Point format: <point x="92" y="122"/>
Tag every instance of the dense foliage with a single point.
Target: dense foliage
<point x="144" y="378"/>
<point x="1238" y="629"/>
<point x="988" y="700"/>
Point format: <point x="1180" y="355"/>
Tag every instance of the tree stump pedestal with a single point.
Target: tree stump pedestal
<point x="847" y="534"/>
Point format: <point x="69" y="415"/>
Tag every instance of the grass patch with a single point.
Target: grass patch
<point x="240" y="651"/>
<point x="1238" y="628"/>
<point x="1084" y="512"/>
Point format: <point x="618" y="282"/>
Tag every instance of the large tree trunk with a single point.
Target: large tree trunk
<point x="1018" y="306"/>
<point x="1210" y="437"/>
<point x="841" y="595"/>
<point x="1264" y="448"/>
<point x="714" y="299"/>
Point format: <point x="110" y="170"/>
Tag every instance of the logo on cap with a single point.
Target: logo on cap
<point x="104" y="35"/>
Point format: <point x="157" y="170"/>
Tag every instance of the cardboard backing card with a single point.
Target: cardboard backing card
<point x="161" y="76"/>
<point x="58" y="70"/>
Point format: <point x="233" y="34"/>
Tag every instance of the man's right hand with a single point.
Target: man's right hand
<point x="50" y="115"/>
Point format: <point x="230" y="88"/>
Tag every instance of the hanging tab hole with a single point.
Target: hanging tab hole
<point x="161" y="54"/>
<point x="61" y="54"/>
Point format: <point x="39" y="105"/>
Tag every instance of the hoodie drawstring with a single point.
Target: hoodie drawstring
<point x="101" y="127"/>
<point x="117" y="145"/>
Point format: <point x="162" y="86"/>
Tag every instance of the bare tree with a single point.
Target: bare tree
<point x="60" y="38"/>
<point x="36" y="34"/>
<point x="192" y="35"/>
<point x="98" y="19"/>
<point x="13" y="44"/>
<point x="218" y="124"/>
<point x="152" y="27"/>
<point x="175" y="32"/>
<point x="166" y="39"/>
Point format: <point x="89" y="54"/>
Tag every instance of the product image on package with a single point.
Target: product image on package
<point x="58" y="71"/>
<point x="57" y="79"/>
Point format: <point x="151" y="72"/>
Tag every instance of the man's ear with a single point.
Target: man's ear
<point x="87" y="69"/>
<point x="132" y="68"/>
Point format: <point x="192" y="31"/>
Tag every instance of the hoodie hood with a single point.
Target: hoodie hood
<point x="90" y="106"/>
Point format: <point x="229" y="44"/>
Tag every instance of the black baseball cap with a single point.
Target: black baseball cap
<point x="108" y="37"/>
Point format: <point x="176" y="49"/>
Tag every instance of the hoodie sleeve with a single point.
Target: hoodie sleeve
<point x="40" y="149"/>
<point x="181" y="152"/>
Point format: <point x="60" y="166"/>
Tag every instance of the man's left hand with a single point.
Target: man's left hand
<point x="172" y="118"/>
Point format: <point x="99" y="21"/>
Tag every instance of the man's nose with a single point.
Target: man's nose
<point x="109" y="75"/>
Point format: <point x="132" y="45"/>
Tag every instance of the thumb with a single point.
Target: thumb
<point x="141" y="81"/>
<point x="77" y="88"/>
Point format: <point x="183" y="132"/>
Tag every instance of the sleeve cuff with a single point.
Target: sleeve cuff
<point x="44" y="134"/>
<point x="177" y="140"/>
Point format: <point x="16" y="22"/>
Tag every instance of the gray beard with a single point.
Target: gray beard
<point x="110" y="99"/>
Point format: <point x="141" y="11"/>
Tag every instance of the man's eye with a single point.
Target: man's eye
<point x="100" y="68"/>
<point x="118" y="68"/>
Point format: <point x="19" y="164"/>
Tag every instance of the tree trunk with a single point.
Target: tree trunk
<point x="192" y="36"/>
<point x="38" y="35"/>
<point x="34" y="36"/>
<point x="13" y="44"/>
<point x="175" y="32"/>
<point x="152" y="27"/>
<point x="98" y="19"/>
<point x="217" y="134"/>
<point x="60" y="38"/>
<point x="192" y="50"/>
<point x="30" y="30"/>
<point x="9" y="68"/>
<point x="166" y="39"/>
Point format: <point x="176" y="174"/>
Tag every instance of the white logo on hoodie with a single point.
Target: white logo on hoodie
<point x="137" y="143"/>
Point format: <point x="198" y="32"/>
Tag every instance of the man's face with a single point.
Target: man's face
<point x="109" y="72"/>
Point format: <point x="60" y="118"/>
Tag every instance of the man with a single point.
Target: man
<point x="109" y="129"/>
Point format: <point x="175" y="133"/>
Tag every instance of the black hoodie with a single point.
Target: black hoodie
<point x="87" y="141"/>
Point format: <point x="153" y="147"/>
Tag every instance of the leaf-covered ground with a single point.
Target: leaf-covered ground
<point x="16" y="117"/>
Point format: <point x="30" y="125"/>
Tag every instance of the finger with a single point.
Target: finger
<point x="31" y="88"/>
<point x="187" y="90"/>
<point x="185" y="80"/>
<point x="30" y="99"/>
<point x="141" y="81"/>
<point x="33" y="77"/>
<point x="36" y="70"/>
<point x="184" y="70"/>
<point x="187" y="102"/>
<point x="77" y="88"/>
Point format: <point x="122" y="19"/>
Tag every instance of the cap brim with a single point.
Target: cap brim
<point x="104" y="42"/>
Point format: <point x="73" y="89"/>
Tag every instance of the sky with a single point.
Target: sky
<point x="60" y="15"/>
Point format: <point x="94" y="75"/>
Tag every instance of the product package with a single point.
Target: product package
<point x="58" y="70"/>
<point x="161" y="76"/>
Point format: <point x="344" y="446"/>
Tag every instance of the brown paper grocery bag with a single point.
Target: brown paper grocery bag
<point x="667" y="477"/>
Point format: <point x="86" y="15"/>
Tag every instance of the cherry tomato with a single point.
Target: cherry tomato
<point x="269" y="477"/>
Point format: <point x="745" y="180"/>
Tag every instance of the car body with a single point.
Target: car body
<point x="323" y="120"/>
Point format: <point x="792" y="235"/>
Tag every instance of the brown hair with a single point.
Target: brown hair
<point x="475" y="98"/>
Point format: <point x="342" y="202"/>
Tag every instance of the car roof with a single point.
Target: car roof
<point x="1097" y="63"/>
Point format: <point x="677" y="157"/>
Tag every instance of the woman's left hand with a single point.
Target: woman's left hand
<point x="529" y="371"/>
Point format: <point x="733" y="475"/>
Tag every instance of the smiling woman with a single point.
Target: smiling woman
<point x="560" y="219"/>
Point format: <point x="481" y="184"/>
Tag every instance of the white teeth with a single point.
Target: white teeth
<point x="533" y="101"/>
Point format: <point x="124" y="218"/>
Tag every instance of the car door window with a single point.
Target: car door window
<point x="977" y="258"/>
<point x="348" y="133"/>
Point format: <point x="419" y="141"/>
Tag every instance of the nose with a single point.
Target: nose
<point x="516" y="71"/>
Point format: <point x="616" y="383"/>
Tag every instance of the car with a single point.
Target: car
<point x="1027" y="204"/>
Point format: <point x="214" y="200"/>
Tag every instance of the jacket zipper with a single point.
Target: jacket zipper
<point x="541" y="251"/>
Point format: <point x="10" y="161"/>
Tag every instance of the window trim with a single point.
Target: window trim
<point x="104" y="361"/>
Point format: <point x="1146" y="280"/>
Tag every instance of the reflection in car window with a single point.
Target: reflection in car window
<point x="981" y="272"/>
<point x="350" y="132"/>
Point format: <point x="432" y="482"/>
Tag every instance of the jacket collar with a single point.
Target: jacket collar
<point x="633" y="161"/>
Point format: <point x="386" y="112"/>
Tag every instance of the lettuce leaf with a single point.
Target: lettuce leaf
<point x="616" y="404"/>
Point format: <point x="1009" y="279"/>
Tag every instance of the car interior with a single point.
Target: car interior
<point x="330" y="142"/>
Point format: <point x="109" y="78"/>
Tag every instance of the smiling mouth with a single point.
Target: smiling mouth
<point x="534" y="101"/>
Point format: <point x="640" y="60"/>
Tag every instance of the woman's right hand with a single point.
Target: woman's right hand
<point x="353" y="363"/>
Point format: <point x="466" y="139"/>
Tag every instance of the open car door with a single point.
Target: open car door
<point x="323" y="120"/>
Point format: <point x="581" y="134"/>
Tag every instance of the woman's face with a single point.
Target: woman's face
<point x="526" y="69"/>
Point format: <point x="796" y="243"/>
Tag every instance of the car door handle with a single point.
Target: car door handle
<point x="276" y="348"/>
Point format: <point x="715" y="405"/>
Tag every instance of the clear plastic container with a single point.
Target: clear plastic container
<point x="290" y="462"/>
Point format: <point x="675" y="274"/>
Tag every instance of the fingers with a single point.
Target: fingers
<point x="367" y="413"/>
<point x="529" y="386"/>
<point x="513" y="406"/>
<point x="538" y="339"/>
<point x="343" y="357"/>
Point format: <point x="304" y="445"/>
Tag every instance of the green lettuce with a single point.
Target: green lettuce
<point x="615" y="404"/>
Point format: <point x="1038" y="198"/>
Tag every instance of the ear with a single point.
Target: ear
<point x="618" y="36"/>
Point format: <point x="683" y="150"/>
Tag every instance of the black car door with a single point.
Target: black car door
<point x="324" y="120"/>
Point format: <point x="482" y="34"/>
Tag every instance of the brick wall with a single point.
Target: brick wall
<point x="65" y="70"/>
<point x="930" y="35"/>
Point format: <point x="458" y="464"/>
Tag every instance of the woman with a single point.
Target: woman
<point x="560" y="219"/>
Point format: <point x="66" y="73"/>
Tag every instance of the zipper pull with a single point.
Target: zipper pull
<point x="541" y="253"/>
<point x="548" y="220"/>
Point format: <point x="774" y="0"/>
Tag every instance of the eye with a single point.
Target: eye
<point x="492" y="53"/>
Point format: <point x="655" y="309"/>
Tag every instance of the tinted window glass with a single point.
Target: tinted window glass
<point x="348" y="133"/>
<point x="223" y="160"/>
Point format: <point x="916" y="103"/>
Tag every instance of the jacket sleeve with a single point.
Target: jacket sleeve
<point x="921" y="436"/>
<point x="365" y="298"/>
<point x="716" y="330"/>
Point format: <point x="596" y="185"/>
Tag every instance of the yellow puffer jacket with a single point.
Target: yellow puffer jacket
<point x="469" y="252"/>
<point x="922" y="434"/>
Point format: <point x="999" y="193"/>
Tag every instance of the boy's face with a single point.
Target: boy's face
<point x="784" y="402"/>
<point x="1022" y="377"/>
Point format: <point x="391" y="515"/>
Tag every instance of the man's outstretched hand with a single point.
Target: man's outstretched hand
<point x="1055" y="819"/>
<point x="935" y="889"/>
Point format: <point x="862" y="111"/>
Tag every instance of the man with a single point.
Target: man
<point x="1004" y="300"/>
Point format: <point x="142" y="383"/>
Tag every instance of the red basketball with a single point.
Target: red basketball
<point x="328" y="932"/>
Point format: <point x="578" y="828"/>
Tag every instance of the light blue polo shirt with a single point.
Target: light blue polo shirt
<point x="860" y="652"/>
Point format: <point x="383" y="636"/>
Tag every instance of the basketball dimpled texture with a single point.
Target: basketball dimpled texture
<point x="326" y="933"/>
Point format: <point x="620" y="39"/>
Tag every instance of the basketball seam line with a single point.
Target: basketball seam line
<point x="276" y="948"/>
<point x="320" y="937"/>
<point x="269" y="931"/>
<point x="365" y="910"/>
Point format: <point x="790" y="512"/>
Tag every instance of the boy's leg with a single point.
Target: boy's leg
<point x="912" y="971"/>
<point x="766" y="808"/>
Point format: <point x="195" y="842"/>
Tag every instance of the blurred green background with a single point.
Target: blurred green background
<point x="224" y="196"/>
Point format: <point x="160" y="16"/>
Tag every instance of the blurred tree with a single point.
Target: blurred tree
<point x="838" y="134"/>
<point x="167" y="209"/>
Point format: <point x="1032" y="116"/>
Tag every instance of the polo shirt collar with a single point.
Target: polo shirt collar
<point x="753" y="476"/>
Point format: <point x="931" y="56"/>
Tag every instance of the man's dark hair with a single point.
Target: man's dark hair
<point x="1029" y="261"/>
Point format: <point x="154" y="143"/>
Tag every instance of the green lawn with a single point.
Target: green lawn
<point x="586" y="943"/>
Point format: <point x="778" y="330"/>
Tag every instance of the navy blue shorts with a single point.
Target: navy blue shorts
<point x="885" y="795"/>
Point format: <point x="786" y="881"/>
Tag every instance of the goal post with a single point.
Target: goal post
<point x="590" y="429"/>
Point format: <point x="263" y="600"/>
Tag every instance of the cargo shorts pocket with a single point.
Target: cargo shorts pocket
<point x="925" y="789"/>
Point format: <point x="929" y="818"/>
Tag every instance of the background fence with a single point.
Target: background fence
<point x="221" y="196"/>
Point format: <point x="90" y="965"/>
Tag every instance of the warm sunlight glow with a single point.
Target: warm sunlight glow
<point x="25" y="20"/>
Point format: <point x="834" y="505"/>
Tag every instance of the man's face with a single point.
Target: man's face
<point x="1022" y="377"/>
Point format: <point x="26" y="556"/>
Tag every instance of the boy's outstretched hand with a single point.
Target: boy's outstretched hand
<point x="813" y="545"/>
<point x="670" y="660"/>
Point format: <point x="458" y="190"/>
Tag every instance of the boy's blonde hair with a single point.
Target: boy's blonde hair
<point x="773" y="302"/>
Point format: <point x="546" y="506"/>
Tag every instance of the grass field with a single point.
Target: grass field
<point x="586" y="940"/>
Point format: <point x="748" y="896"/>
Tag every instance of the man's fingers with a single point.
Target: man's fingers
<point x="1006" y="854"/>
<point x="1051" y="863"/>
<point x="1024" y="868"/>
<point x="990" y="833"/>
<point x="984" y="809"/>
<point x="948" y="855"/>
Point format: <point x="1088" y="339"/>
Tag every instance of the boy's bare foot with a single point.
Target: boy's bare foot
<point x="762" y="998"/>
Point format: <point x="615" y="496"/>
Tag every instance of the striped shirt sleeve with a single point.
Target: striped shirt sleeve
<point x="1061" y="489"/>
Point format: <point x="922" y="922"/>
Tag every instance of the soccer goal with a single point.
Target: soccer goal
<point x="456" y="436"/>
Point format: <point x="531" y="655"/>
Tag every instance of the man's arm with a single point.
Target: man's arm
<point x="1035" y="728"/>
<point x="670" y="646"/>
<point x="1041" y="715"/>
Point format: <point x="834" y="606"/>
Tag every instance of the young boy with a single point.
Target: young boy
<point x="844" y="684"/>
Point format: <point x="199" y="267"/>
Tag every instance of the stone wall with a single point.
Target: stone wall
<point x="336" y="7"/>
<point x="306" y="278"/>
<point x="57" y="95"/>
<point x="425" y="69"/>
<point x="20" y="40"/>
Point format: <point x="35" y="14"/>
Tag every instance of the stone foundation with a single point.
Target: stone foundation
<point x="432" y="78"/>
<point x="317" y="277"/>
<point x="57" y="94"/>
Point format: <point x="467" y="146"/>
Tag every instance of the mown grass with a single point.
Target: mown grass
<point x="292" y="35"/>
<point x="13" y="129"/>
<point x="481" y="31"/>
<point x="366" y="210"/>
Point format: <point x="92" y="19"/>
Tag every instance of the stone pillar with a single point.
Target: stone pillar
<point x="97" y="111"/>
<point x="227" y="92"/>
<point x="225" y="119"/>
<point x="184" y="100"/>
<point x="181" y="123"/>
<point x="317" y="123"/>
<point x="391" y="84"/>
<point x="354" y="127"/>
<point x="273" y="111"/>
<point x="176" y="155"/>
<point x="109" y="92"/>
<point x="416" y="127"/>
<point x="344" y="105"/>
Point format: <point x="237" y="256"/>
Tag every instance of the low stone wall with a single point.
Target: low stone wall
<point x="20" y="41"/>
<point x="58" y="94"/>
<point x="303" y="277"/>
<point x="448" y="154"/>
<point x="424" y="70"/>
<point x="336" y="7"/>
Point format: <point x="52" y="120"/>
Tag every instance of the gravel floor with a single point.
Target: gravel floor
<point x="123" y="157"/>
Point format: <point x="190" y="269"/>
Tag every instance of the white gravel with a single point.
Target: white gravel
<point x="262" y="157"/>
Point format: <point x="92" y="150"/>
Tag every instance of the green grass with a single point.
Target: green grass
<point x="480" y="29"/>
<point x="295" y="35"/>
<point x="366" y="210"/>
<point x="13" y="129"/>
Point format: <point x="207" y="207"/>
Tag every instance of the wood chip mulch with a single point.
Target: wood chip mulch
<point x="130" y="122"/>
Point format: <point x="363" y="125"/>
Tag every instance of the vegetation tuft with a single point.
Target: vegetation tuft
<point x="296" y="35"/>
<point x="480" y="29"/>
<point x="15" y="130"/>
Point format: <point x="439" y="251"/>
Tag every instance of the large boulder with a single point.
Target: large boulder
####################
PROBLEM DETAILS =>
Pick out each line in the records above that contains the word "brown" and copy those lines.

FINAL RESULT =>
Tag every instance of the brown paper grocery bag with a single point.
Target: brown paper grocery bag
Tag every instance of the brown hair with a single point.
Target: brown hair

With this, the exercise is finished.